Texto de origem:
━━━━━━━━

Why can't you just get physical like a human?"
- Adolfo Luxúria Canibal


segunda-feira, 17 de agosto de 2009

O Verão do Amor e o Outono de Destroços

15 a 18 de agosto de 1969 - 17 de agosto de 2009 (40 anos de Woodstock)


A geração do amor. Hippies, ácido, rock, liberdade. Há 40 anos o festival de música Woodstock, planejado para ser um show com os mais notórios músicos de rock n' roll ativos na época, se tornou uma manifestação social e ontológica. Os Estados Unidos não poderiam ser um cenário melhor para a gênese dessa contracultura no hoje sagrado local, a "Haight-Ashbury" de San Francisco, Califórnia. Foi este movimento o pioneiro em mostrar a podridão do sonho americano no século XX? A terra da oportunidade já não brilhava tanto há mais de uma década quando o Woodstock aconteceu. A Beat Generation: um punhado de vagabundos iluminados, loucos, drogados, sociopatas, jovens e intelectuais. Estas poucas mentes, ao se reunirem sob um estandarte invisível de originalidade em meio ao ambiente gorduroso, hipócrita e ilusório do esplendor que era o american way of life. Como todo bom arcano, estes homens destemidos tomaram a solução profana e venenosa da verdade para nos expôr em retalhos a realidade que não mais se podia fragmentar. O mórbido espectro de homens trabalhadores, de família, empreendedores, sempre sorridentes, sempre cômodos, aceitando a realidade como um establishment resoluto! Estes amaldiçoados beatniks vislumbraram a quebra das ilusões entorpecentes que atingiam o limite da meia-vida tóxica nas mentes da população e relataram com frieza a vivissecção da sociedade americana. Suas palavras não se espalharam muito em sua época, mas os sábios da realidade plantaram sua semente de revolta no imaginário de sua geração. A semente que dizia: resista! O cárcere institucional em que estes sempre foram cativos não mais os prendia, porque não existia. A porta está aberta, as algemas soltas. Você arriscará a liberdade?

A TENTAÇÃO - Follow the white rabbit

A música evoluia de maneira anômala. Experimentações sonoras radicais, quebra de tabus, transvaloração dos valores artístico-comerciais. Tudo provendo do profundo poço imaginativo de mentes rebeldes talentosas auxiliadas pelo manjar lisérgico. Uma explosão de drogas, naturais, sintéticas, de qualquer tipo. A meta é a liberdade e o caminho é a loucura. Padrões, cores, ritmos, luzes, a euforia viajava do tresloucado músico em transe como um xamã e chegava nos ouvidos, no espírito do inocente e curioso ouvinte. O reconhecimento de um hino da contracultura: o rock, definitivamente.

━━━━━━━━

Instruções: Reescreva o trecho do texto sobre Woodstock de "A música evoluia" a "o rock, definitivamente.", trocando "loucura" por "rebeldia". O material a seguir não tem relação com o texto sobre Woodstock.

[Material de um conjunto de rotulagem de pontos]
━━━━━━━━

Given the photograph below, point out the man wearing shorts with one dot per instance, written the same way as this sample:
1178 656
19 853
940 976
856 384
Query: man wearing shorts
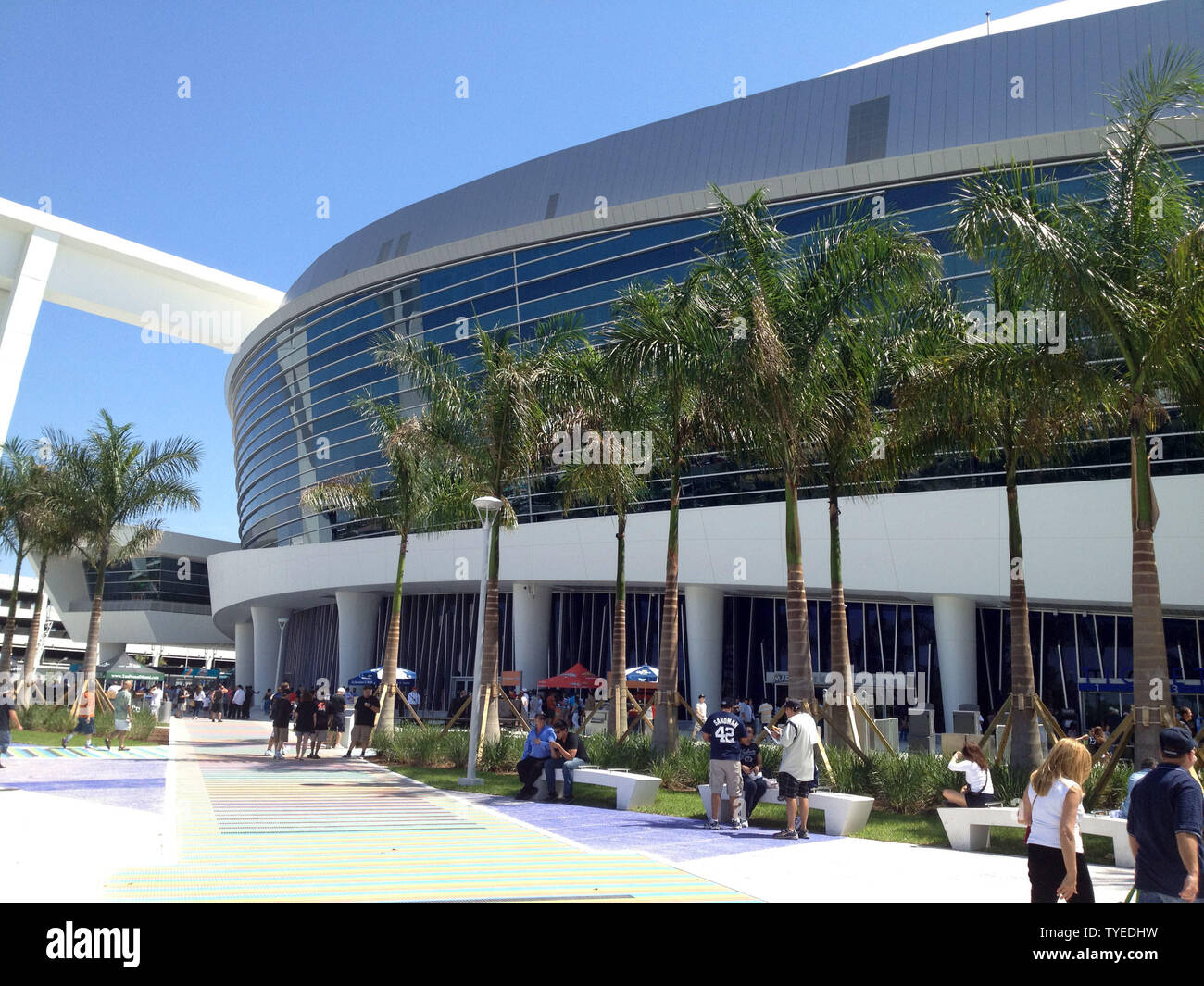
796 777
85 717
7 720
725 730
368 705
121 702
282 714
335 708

━━━━━━━━

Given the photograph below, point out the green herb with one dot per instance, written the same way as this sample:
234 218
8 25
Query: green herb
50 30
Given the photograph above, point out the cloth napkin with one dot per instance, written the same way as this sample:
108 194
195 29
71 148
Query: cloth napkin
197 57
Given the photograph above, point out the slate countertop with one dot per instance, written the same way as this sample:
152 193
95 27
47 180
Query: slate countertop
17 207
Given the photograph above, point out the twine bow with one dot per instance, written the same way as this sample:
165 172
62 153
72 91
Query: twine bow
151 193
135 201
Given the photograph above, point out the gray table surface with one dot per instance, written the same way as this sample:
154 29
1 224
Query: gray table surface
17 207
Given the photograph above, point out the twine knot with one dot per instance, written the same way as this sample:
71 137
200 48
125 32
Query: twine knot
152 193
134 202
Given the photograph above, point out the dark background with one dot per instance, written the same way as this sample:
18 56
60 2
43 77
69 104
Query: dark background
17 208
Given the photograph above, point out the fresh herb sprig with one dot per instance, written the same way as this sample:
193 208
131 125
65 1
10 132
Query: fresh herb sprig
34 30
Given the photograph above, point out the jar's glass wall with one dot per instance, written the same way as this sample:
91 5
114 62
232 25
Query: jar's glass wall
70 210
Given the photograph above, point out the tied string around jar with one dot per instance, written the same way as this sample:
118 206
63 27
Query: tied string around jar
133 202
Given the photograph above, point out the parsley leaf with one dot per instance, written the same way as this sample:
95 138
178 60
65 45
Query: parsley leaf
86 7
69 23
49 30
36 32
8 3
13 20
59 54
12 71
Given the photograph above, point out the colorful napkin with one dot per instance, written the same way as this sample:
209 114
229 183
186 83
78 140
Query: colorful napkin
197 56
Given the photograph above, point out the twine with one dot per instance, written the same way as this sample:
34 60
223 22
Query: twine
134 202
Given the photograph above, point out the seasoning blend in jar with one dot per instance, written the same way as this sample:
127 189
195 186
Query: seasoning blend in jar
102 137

━━━━━━━━

Resultado:
A música evoluia de maneira anômala. Experimentações sonoras radicais, quebra de tabus, transvaloração dos valores artístico-comerciais. Tudo provendo do profundo poço imaginativo de mentes rebeldes talentosas auxiliadas pelo manjar lisérgico. Uma explosão de drogas, naturais, sintéticas, de qualquer tipo. A meta é a liberdade e o caminho é a rebeldia. Padrões, cores, ritmos, luzes, a euforia viajava do tresloucado músico em transe como um xamã e chegava nos ouvidos, no espírito do inocente e curioso ouvinte. O reconhecimento de um hino da contracultura: o rock, definitivamente.